Aufgabe => Setzen Sie die Filmbesprechung zu „Blue Juice“ im Anschluss an ihren letzten Satz fort.

Wellen machen glücklich

■ Neu im Kino: „Blue Juice“ / Wie gehen Quarterlife-Crisis und Brandungs-Surfen zusammen? In einer Komödie aus Cornwall

„Wer stets hinter einem Traum herläuft, könnte sein eigenes Happy-End verpassen.“ Ein ernstgemeinter Rat an JC, den Surfkönig von Mousehole, einem Mauseloch im britischen Cornwall. JC, 30, hat schon die Tickets in der Tasche, um mit seiner Freundin Chloe um die Welt zu reisen; doch immer kommen ihm seine Freunde in die Quere, mit denen er auf Tour geht, auf daß sie gemeinsam träumen von den wildesten Wellen und den gefährlichsten Riffs ...

Eingabedaten =>

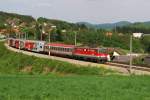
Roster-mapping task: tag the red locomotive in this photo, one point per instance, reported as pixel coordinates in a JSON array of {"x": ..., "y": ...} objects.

Lösung =>
Die beiden britischen Jung-Regisseure Carl Prechezer und Peter Salmi haben sich mit „Blue Juice“, ihrem ersten Langfilm, an ein Genre gewagt, das gnadenlos in einer Camel-Trophy plus attraktive Alibi-Frau hätte baden gehen können. Respekt: An den Klippen seichter kalifornischer beach and fun-Produktionen sind die Regisseure ziemlich elegant vorbeigesurft. Und anstatt die Extremsport-Gemeinde mit breitschultrigen Brandungs-Surfern zu bedienen, wollten die Filmemacher ein bißchen mehr: nämlich in die Beziehungsstrudel eintauchen, die sich am Ende einer Jugend in Cornwall so auftun. „Wie ist das so, am hintersten Ende von England zu leben?“ fragt der lokale Dudelsender. Antwort: „Das hinterste Ende? Das letzte!“

Mit einem ganzen Haufen netter Bild-Ideen und Dialoge, die auch in der deutschen Synchronisation noch Spaß machen, kommt „Blue Juice“ schnell in die Gänge. Lockt mit malerischen Bildern des kleinen cornischen Hafennests, hart geschnitten mit imposanten Aufnahmen meterhoher Brecher (aufgenommen übrigens nicht vor Ort, sondern in Lanzarote).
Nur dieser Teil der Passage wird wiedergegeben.